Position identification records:
"""
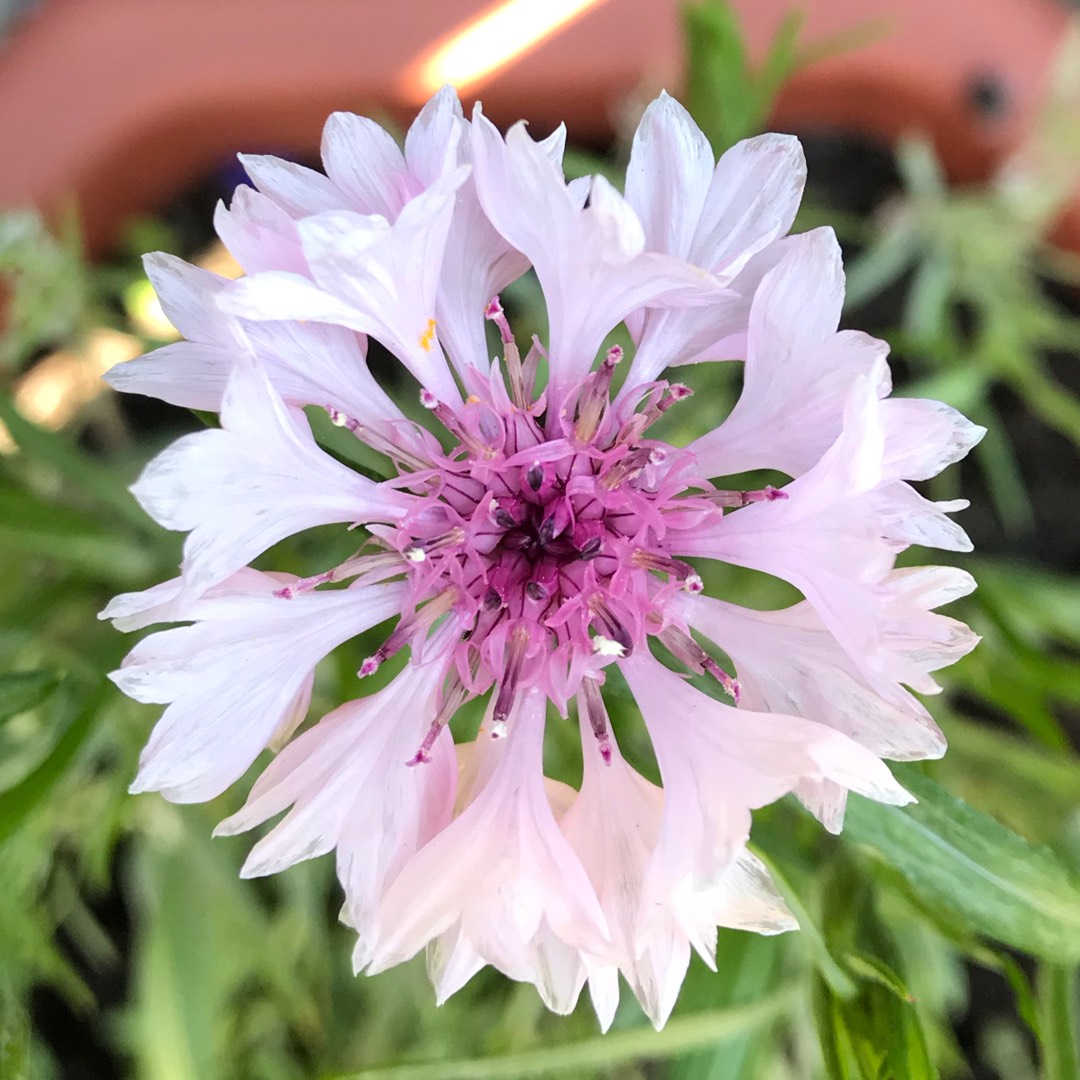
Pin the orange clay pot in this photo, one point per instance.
(121, 104)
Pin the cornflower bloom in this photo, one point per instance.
(538, 544)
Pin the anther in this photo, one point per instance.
(591, 549)
(376, 441)
(594, 397)
(767, 494)
(626, 468)
(612, 626)
(419, 550)
(592, 702)
(511, 675)
(418, 621)
(689, 652)
(547, 531)
(494, 313)
(453, 700)
(661, 563)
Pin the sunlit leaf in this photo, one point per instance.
(21, 691)
(603, 1052)
(1058, 1022)
(974, 868)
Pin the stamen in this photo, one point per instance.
(605, 647)
(592, 702)
(419, 550)
(408, 626)
(612, 626)
(453, 700)
(661, 563)
(511, 675)
(628, 468)
(591, 549)
(376, 441)
(593, 402)
(687, 650)
(448, 419)
(350, 568)
(767, 494)
(494, 313)
(676, 392)
(537, 591)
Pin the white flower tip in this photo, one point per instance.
(605, 647)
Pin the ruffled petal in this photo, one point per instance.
(259, 478)
(799, 372)
(502, 873)
(230, 680)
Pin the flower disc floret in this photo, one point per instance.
(526, 543)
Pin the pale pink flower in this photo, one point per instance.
(541, 544)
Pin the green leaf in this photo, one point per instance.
(876, 1035)
(605, 1052)
(97, 482)
(719, 88)
(17, 802)
(967, 864)
(1058, 1002)
(839, 982)
(14, 1039)
(21, 691)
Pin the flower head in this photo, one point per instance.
(534, 537)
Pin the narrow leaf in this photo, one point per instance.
(603, 1052)
(1058, 1004)
(963, 862)
(21, 691)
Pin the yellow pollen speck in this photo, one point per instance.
(428, 337)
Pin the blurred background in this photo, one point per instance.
(943, 143)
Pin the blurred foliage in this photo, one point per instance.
(126, 935)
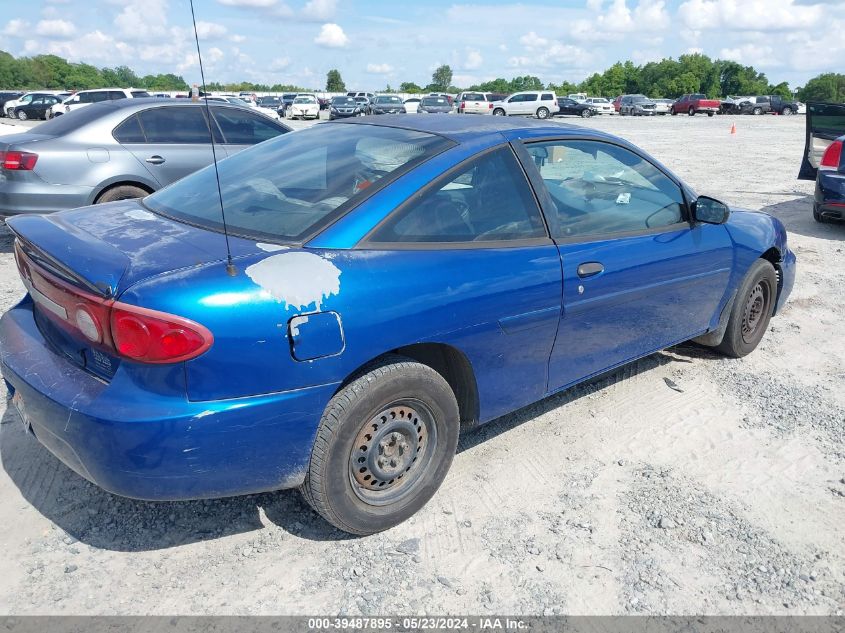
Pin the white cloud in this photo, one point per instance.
(61, 29)
(16, 28)
(319, 10)
(210, 29)
(379, 69)
(755, 15)
(331, 36)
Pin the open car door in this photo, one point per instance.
(825, 123)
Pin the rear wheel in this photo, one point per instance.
(122, 192)
(751, 310)
(384, 445)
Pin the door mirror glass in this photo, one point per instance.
(711, 211)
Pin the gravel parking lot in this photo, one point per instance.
(684, 483)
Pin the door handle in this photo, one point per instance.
(589, 269)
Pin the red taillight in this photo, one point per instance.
(22, 161)
(139, 334)
(832, 155)
(148, 336)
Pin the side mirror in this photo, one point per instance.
(710, 210)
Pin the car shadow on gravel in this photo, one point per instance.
(88, 514)
(97, 518)
(797, 217)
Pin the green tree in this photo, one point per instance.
(334, 82)
(441, 78)
(828, 87)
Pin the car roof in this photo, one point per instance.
(464, 128)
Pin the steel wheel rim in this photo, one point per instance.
(754, 311)
(392, 452)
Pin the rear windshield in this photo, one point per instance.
(289, 187)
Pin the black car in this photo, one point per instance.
(344, 107)
(8, 96)
(572, 107)
(434, 105)
(387, 104)
(37, 108)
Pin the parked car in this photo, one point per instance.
(119, 149)
(636, 105)
(269, 103)
(570, 106)
(304, 107)
(601, 105)
(153, 369)
(474, 103)
(662, 106)
(539, 103)
(11, 104)
(343, 108)
(387, 104)
(8, 96)
(824, 160)
(85, 98)
(769, 104)
(434, 105)
(692, 104)
(38, 108)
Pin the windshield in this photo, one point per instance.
(287, 188)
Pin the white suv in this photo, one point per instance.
(87, 97)
(539, 103)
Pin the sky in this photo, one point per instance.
(374, 44)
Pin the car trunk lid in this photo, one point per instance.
(825, 123)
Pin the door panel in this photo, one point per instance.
(653, 291)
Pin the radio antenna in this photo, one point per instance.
(230, 266)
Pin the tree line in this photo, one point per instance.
(665, 78)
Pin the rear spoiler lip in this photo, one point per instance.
(95, 253)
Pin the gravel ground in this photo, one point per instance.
(722, 495)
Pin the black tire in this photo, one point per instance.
(406, 403)
(751, 310)
(122, 192)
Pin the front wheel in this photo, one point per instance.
(751, 310)
(384, 446)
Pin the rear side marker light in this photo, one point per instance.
(832, 156)
(18, 161)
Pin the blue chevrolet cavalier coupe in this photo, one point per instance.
(393, 282)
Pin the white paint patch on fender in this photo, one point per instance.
(297, 279)
(140, 214)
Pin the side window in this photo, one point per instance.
(488, 200)
(244, 128)
(601, 189)
(174, 125)
(129, 131)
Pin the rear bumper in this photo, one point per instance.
(137, 443)
(787, 279)
(38, 196)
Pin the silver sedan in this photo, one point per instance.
(120, 149)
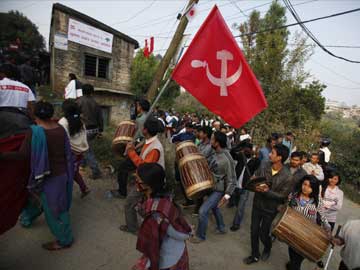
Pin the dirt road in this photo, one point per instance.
(100, 245)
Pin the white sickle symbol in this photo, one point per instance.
(223, 81)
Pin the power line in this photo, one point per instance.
(297, 23)
(229, 18)
(335, 72)
(137, 13)
(161, 20)
(342, 46)
(311, 35)
(238, 8)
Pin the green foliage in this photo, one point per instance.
(345, 147)
(15, 25)
(292, 104)
(142, 73)
(169, 95)
(185, 102)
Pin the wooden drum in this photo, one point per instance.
(196, 176)
(307, 238)
(123, 135)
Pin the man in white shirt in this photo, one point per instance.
(15, 103)
(73, 89)
(314, 168)
(244, 135)
(349, 236)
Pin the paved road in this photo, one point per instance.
(101, 245)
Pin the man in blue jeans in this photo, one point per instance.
(223, 168)
(245, 168)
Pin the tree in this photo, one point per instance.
(292, 105)
(142, 72)
(14, 26)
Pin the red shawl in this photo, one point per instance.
(151, 232)
(13, 180)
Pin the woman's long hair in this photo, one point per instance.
(153, 175)
(330, 174)
(314, 183)
(72, 114)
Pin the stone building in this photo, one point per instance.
(96, 54)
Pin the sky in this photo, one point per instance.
(142, 19)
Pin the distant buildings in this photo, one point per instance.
(96, 54)
(340, 107)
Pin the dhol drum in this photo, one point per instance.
(196, 176)
(185, 148)
(123, 135)
(307, 238)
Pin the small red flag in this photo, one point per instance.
(216, 73)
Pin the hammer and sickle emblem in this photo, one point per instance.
(223, 82)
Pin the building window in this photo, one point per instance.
(96, 66)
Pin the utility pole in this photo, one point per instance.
(175, 42)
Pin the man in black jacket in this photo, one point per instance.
(91, 115)
(267, 199)
(245, 168)
(295, 168)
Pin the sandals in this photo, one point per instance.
(125, 228)
(85, 193)
(54, 246)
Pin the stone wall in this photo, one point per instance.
(118, 105)
(72, 61)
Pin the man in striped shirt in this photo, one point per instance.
(151, 152)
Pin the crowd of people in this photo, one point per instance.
(55, 150)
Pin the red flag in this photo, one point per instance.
(147, 51)
(216, 73)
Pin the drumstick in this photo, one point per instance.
(332, 248)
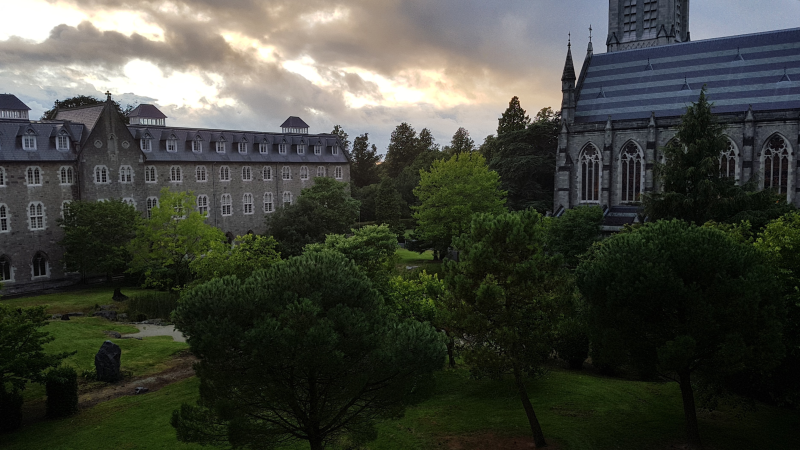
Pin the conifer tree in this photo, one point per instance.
(514, 118)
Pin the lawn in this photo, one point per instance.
(576, 410)
(82, 300)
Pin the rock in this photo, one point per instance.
(107, 361)
(119, 296)
(109, 315)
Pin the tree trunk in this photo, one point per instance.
(451, 344)
(536, 429)
(689, 410)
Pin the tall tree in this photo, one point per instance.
(343, 136)
(451, 193)
(325, 208)
(694, 188)
(166, 244)
(513, 119)
(507, 293)
(364, 169)
(525, 160)
(689, 303)
(84, 100)
(403, 149)
(96, 235)
(460, 143)
(307, 351)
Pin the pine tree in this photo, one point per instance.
(514, 119)
(364, 170)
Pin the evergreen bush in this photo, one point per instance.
(62, 392)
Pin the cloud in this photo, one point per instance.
(365, 64)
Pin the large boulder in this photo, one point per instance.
(110, 315)
(106, 362)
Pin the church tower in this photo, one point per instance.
(646, 23)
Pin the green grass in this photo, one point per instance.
(72, 301)
(576, 410)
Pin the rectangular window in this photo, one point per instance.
(62, 142)
(29, 142)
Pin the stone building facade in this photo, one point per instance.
(625, 105)
(89, 153)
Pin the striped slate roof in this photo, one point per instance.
(762, 70)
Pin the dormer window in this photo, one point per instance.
(62, 142)
(29, 141)
(172, 144)
(197, 145)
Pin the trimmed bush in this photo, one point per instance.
(10, 410)
(62, 392)
(152, 305)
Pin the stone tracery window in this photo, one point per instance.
(728, 161)
(632, 173)
(629, 19)
(776, 165)
(590, 162)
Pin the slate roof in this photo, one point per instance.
(148, 111)
(209, 138)
(45, 132)
(10, 101)
(86, 115)
(762, 70)
(294, 122)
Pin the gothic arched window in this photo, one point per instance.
(590, 162)
(632, 173)
(39, 265)
(728, 160)
(776, 165)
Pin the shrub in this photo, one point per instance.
(10, 410)
(62, 392)
(151, 305)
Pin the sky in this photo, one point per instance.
(367, 65)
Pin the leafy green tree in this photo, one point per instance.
(248, 254)
(574, 232)
(507, 295)
(694, 188)
(364, 170)
(96, 235)
(403, 149)
(306, 351)
(325, 208)
(451, 193)
(344, 138)
(513, 119)
(166, 244)
(389, 206)
(372, 248)
(525, 161)
(686, 302)
(460, 143)
(84, 100)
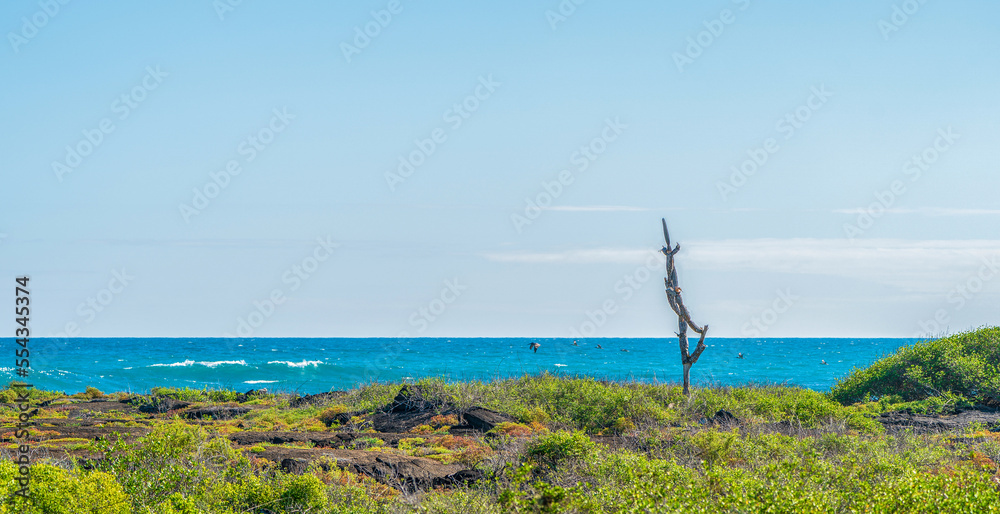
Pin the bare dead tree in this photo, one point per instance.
(683, 316)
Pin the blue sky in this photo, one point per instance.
(870, 209)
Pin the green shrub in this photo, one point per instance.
(554, 447)
(965, 365)
(57, 491)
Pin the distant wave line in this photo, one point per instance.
(210, 364)
(301, 364)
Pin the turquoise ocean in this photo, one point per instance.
(311, 365)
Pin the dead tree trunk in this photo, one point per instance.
(683, 316)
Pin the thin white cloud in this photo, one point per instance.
(598, 208)
(927, 211)
(910, 265)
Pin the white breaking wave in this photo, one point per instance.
(173, 365)
(220, 363)
(302, 364)
(210, 364)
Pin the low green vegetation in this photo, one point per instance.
(575, 445)
(959, 370)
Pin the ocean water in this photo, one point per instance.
(311, 365)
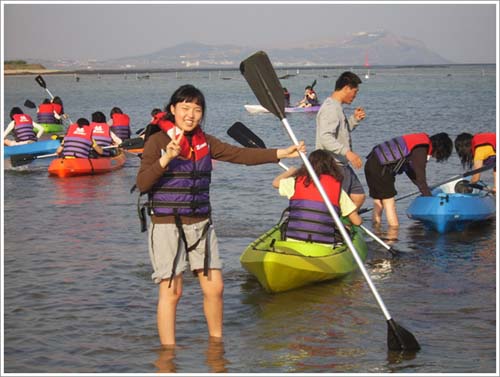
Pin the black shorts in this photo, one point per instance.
(379, 178)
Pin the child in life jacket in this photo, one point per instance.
(309, 218)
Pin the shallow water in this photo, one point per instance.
(78, 297)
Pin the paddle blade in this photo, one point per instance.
(400, 339)
(39, 79)
(29, 104)
(243, 135)
(21, 159)
(260, 75)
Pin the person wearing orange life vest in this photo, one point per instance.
(309, 218)
(23, 128)
(102, 134)
(408, 154)
(175, 172)
(120, 123)
(477, 150)
(78, 141)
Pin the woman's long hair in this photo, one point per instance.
(322, 162)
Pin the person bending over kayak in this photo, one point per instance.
(409, 154)
(175, 171)
(476, 151)
(78, 141)
(309, 219)
(23, 127)
(120, 123)
(102, 134)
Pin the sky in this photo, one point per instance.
(460, 32)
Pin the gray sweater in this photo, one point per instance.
(333, 130)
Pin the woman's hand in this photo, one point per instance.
(173, 149)
(292, 151)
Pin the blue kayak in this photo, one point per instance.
(38, 148)
(447, 210)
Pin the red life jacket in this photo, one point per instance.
(101, 133)
(57, 108)
(77, 141)
(309, 218)
(487, 138)
(23, 128)
(184, 187)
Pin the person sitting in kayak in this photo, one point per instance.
(310, 98)
(78, 142)
(309, 219)
(102, 134)
(477, 151)
(409, 154)
(120, 123)
(45, 112)
(24, 129)
(58, 108)
(176, 171)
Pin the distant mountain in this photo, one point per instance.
(380, 48)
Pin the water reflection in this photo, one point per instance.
(214, 357)
(165, 363)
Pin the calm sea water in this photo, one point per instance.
(78, 296)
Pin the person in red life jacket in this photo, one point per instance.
(102, 134)
(78, 141)
(175, 172)
(120, 123)
(409, 154)
(58, 109)
(309, 219)
(23, 127)
(476, 151)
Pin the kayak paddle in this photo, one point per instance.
(451, 179)
(39, 79)
(262, 79)
(243, 135)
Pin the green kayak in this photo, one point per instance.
(283, 265)
(50, 128)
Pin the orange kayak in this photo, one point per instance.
(70, 167)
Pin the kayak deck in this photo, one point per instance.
(448, 210)
(284, 265)
(70, 167)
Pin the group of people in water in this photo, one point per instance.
(175, 173)
(83, 139)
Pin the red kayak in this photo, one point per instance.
(70, 167)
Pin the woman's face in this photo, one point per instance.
(187, 115)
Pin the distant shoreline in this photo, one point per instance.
(14, 72)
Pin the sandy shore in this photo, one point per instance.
(29, 71)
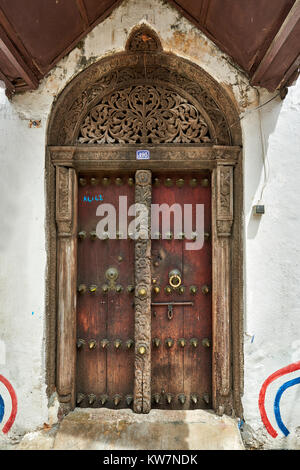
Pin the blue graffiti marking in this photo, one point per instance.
(279, 393)
(2, 409)
(97, 198)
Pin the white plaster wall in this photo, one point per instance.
(271, 242)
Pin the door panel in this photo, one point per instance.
(105, 371)
(182, 370)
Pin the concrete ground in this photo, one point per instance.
(104, 429)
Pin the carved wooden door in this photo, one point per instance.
(180, 286)
(105, 302)
(181, 299)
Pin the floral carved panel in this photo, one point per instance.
(144, 114)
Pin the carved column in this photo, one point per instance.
(142, 382)
(223, 208)
(66, 220)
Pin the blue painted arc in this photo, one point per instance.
(2, 409)
(279, 393)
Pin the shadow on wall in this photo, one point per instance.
(259, 128)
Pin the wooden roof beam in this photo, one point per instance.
(13, 56)
(290, 23)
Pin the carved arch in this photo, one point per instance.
(192, 100)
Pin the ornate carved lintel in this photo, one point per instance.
(142, 383)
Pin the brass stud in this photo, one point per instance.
(194, 398)
(104, 236)
(205, 289)
(105, 181)
(82, 235)
(92, 343)
(91, 398)
(142, 292)
(156, 236)
(104, 288)
(169, 398)
(206, 343)
(204, 182)
(182, 398)
(156, 398)
(103, 399)
(129, 400)
(81, 289)
(180, 183)
(206, 398)
(193, 290)
(93, 235)
(80, 398)
(142, 349)
(80, 343)
(117, 399)
(104, 343)
(193, 182)
(129, 343)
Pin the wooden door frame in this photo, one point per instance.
(225, 165)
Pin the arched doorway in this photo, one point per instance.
(145, 102)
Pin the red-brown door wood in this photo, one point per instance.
(104, 373)
(178, 370)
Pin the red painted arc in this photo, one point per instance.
(14, 404)
(262, 394)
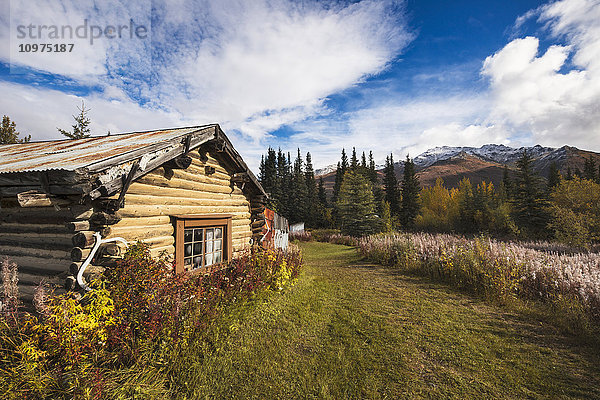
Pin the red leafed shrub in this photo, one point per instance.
(156, 307)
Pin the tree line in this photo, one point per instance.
(359, 205)
(80, 129)
(364, 201)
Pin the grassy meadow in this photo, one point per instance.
(349, 329)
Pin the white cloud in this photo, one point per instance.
(252, 66)
(39, 111)
(554, 95)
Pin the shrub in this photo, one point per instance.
(140, 314)
(496, 270)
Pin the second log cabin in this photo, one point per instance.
(185, 192)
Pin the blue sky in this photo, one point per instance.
(387, 76)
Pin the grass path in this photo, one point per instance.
(349, 330)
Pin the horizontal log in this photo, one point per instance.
(181, 162)
(52, 241)
(186, 184)
(168, 251)
(70, 283)
(152, 190)
(174, 199)
(32, 228)
(109, 205)
(79, 254)
(130, 211)
(142, 221)
(45, 265)
(84, 239)
(198, 174)
(104, 218)
(133, 233)
(26, 278)
(35, 198)
(76, 226)
(44, 215)
(160, 241)
(33, 252)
"""
• **Work to be completed**:
Without the pictures, repeat exactly the lines running from the line containing "Pin the shadow" through the end of the data, both ends included.

• **The solution**:
Pin the shadow on wall in this photo, one point per instance.
(259, 128)
Pin the wooden roof beam in this photo, one point per instance.
(13, 56)
(290, 23)
Pin the carved arch in this photo, one point per instance.
(192, 100)
Pin the ornate carved lintel in this photo, one point per instance.
(142, 383)
Pin the brass stud in this photo, one point per instance.
(194, 398)
(104, 236)
(205, 289)
(105, 181)
(82, 235)
(92, 343)
(91, 398)
(142, 292)
(156, 236)
(104, 288)
(169, 398)
(206, 343)
(204, 182)
(182, 398)
(156, 398)
(103, 399)
(129, 400)
(81, 289)
(180, 183)
(206, 398)
(193, 290)
(93, 235)
(80, 398)
(142, 349)
(80, 343)
(117, 399)
(104, 343)
(193, 182)
(129, 343)
Pin the wooden door frame in this photo, one point per instance.
(225, 165)
Pin the arched doorway in this photo, one point per instance.
(145, 102)
Pin the red-brown door wood in this photo, one point per instance.
(104, 373)
(178, 370)
Pin the red painted arc in this photo, one point per instance.
(14, 404)
(262, 394)
Pin the red leafed shrub in this photo, one point per instance.
(156, 307)
Pin the tree line in this photo, one point per instance.
(359, 205)
(80, 129)
(364, 201)
Pin the grassy meadow in this photo, one point per instance.
(349, 329)
Pin the white cloud in this photo, one point per instance.
(252, 66)
(39, 111)
(554, 95)
Pin the shrub in this photo, one point per instance.
(140, 314)
(496, 270)
Pin the second log cabin in this photo, one point per instance.
(185, 192)
Pin the blue sky in this photo, one point per instance.
(387, 76)
Pin the grass path in this photo, one point per instance.
(349, 330)
Pin the horizontal log in this photo, one point per instance.
(181, 162)
(52, 241)
(186, 184)
(168, 251)
(70, 283)
(152, 190)
(174, 199)
(32, 228)
(109, 205)
(79, 254)
(130, 211)
(142, 221)
(45, 265)
(84, 239)
(198, 174)
(104, 218)
(133, 233)
(26, 278)
(35, 198)
(76, 226)
(44, 215)
(160, 241)
(33, 252)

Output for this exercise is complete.